### What needs to be done:
Output the data below as a two-column CSV with the header columns "prompt" and "points". Write one row per item, with its text in the first column and its answer in the second, each as a single quoted field with any line breaks replaced by spaces.

:: Supplied records ::

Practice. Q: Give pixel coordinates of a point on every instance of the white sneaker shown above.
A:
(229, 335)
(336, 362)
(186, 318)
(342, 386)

:::

### Exercise answer:
prompt,points
"Practice. Q: Give pixel coordinates of a point on every instance of the white sneaker shown above. A:","(229, 335) (336, 362) (186, 318) (342, 386)"